Atlanta Tantric, c. 1999
Sometime in 1998 or 1999 I jumped into my teacher’s station wagon with a bunch of friends from class for a Tantric road trip to Atlanta. The car broke down on the way and this guy hanging out at the Circle K drinking coffee with the other old guys at 6 in the morning was the only one who would help us. We were a bunch of ragtag looking kids with cloth wrapped around our heads, and this guy stood up and broke the car’s thermostat open with a screwdriver so we could make it to Tantric without overheating. All his buddies looked at him like he was as crazy as us, but he helped us anyway.
We clambered into the hotel conference room with like 5 minutes to spare before the course started. It was this big, carpeted huge room filled with people on mats, doing cat-cow, warming up while gentle music played. I had never seen so many people doing yoga. My yoga. Kundalini yoga. It was going to be an awesome day, I could feel it.

[Pointing records]

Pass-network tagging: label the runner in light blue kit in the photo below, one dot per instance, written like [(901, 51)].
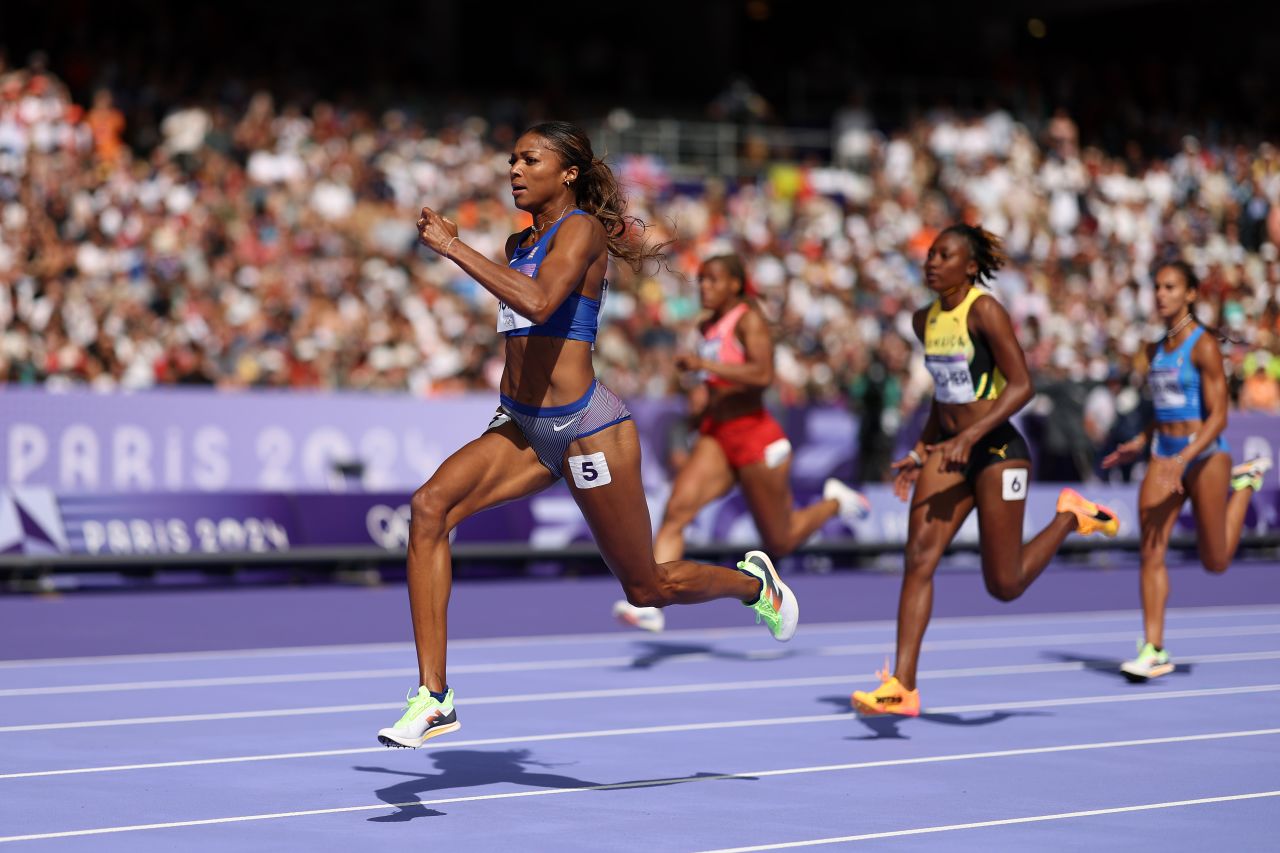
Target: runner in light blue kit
[(1189, 456)]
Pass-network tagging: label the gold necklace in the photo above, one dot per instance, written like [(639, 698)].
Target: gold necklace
[(539, 231), (1178, 328)]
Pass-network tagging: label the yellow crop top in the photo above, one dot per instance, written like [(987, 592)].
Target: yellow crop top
[(964, 369)]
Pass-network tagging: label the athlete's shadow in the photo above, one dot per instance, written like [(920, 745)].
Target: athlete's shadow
[(654, 652), (474, 769), (887, 728), (1109, 666)]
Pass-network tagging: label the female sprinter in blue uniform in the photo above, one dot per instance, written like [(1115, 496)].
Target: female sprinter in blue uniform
[(969, 455), (1189, 457), (554, 420), (739, 441)]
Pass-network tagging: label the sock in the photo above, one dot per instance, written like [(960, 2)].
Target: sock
[(754, 576)]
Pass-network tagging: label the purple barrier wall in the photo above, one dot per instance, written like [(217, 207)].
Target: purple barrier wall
[(182, 471), (36, 521)]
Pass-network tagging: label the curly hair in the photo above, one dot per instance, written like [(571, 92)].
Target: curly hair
[(597, 191)]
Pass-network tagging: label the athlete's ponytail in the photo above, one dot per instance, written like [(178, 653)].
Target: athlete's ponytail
[(1192, 281), (984, 247), (598, 194)]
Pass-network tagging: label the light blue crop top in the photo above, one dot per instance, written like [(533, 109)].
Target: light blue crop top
[(1175, 387), (576, 319)]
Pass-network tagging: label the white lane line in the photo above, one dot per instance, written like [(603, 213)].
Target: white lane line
[(622, 637), (762, 774), (611, 693), (629, 660), (1008, 821), (694, 726)]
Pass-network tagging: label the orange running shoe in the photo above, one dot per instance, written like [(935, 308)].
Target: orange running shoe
[(890, 697), (1089, 516)]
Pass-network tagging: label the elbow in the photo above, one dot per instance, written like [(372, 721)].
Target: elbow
[(538, 313)]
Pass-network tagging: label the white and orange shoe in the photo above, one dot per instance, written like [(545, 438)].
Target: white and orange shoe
[(1089, 516)]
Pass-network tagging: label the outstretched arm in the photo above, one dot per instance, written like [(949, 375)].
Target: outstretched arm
[(579, 243)]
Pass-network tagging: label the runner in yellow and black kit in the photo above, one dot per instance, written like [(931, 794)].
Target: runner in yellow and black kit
[(969, 455)]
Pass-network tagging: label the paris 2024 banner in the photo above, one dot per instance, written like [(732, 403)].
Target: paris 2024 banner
[(202, 471)]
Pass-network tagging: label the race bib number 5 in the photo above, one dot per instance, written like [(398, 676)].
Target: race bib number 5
[(589, 471)]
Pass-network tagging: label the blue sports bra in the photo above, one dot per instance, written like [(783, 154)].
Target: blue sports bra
[(576, 319), (1175, 387)]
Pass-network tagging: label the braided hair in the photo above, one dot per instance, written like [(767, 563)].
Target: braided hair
[(984, 247)]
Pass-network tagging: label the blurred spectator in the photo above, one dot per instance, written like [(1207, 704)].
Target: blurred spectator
[(255, 242)]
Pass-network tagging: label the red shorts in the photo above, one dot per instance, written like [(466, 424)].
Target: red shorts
[(749, 439)]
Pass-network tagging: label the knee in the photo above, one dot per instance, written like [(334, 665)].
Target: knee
[(653, 592), (1001, 589), (919, 561), (680, 512), (1216, 565), (428, 511)]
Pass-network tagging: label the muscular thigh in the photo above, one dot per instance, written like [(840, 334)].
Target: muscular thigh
[(1001, 496), (1207, 483), (1157, 512), (603, 474), (493, 469), (940, 503), (768, 496), (704, 477)]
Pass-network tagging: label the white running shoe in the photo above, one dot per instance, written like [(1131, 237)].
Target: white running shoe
[(1150, 664), (424, 717), (777, 606), (647, 619), (854, 505), (1248, 475)]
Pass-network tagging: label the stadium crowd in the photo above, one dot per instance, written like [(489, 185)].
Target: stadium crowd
[(263, 243)]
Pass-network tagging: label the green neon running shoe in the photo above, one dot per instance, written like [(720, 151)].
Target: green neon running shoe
[(424, 717), (1150, 664), (1248, 475), (777, 606)]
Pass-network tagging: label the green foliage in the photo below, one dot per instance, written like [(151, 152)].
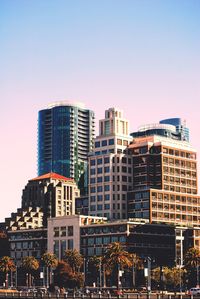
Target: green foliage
[(7, 264), (30, 264), (74, 259), (49, 260), (66, 277)]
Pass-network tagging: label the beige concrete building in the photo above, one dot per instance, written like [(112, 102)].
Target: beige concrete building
[(64, 232), (110, 167), (54, 193)]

### Request 1
From the Atlanta Tantric story, output everything from "Atlanta Tantric, c." down to "helped us anyway.".
### Request 2
In one to three sentences, explain why the man at the Circle K broke open the car's thermostat with a screwdriver, according to the Atlanta Tantric story.
### Request 3
Rewrite the paragraph of the Atlanta Tantric story that begins "We clambered into the hotel conference room" in shorter form, keeping its main facts.

### Exercise response 1
Atlanta Tantric, c. 1999
Sometime in 1998 or 1999 I jumped into my teacher’s station wagon with a bunch of friends from class for a Tantric road trip to Atlanta. The car broke down on the way and this guy hanging out at the Circle K drinking coffee with the other old guys at 6 in the morning was the only one who would help us. We were a bunch of ragtag looking kids with cloth wrapped around our heads, and this guy stood up and broke the car’s thermostat open with a screwdriver so we could make it to Tantric without overheating. All his buddies looked at him like he was as crazy as us, but he helped us anyway.

### Exercise response 2
He broke the thermostat open so the group could reach Tantric without the car overheating.

### Exercise response 3
The group reached the hotel conference room about five minutes before the course started. The huge carpeted room was full of people on mats doing cat-cow and warming up to gentle music. The narrator had never seen so many people doing Kundalini yoga and felt the day would be awesome.